EXERCISE PROMPT:
In the entries, find all lines that hold the word "metal" and copy them.

+++

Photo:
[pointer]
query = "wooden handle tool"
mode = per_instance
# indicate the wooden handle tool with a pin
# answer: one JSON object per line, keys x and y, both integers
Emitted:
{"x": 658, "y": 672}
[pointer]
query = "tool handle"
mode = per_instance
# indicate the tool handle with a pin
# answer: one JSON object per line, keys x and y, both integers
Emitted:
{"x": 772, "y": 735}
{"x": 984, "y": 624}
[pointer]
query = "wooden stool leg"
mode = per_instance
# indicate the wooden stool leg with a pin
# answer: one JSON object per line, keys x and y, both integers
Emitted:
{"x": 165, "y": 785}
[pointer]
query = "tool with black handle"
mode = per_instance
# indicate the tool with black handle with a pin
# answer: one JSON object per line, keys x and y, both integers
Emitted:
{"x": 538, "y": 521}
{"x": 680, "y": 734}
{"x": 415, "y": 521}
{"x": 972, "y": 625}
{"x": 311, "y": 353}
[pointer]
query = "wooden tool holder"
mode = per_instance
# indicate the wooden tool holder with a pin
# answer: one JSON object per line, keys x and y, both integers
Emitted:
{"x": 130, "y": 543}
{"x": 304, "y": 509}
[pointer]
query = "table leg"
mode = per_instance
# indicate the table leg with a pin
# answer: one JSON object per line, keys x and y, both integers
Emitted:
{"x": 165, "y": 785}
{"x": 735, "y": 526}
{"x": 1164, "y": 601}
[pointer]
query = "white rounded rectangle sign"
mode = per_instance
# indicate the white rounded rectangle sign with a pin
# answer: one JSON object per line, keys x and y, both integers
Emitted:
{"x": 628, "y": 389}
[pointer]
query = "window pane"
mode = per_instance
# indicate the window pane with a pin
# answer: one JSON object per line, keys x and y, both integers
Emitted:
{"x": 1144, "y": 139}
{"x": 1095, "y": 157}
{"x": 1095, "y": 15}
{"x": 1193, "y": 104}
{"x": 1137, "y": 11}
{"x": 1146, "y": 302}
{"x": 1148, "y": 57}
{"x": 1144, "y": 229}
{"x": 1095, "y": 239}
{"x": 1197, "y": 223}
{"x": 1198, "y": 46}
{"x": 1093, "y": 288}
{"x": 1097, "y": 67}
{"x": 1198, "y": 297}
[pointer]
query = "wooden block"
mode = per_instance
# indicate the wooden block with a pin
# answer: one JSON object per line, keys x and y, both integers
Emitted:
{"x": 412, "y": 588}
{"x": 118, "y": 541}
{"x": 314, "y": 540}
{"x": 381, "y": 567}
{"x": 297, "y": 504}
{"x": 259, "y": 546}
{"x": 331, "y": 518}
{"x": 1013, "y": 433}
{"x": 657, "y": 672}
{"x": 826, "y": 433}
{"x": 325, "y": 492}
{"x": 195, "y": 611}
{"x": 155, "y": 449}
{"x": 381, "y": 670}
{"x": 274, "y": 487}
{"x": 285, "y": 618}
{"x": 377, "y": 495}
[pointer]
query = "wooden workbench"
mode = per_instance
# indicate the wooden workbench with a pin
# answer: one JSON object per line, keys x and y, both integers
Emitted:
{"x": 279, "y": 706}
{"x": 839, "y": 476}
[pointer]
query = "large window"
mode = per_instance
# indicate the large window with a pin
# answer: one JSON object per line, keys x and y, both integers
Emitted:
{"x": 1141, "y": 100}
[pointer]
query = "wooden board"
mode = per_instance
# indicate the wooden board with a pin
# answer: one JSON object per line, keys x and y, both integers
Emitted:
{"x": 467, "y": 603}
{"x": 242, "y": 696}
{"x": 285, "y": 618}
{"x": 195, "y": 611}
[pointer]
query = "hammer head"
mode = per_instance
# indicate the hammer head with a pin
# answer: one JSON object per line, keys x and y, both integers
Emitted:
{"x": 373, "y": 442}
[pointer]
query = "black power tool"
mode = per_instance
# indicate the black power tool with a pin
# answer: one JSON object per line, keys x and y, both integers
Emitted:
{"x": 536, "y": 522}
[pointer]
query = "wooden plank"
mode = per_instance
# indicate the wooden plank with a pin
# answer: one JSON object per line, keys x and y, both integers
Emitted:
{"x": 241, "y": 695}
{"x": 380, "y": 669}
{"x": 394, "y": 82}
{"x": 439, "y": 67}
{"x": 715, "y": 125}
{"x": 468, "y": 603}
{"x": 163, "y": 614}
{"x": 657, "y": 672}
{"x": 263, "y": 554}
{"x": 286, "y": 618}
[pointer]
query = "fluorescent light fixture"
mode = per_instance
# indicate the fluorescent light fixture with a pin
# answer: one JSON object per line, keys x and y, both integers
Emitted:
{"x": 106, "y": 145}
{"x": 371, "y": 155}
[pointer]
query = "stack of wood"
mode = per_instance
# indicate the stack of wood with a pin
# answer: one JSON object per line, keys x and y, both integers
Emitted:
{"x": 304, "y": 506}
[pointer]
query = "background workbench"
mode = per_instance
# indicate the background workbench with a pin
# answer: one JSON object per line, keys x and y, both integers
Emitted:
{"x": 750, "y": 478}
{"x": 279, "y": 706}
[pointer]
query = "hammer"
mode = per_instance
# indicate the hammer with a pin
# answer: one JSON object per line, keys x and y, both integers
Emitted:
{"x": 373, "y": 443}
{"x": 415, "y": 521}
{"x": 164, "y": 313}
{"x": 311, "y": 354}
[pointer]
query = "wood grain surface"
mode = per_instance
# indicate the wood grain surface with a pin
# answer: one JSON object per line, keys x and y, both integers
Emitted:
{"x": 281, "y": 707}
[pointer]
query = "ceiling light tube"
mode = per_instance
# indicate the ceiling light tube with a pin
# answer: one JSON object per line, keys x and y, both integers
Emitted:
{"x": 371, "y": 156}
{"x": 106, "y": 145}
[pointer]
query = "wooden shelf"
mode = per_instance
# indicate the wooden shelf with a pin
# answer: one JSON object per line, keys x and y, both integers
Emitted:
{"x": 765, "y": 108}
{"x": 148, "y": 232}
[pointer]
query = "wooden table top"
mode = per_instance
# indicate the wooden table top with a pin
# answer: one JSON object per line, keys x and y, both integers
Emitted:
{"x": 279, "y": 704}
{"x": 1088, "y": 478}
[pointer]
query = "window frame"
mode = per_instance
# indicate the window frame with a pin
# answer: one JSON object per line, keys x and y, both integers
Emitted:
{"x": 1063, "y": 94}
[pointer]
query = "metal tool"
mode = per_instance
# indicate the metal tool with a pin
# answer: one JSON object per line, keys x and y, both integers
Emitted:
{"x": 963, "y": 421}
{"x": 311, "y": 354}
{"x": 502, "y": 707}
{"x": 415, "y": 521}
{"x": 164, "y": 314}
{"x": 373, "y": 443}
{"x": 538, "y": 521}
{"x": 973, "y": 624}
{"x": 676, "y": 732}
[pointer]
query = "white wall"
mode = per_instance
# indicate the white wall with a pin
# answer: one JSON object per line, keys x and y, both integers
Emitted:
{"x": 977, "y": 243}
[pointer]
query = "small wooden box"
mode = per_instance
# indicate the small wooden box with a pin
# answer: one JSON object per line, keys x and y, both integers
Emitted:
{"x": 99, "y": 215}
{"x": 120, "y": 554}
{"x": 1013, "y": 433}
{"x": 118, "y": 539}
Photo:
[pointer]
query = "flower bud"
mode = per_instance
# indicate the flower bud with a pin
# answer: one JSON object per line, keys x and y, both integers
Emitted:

+++

FINISHED EXERCISE:
query = "metal tool"
# indicate the metal tool with a pin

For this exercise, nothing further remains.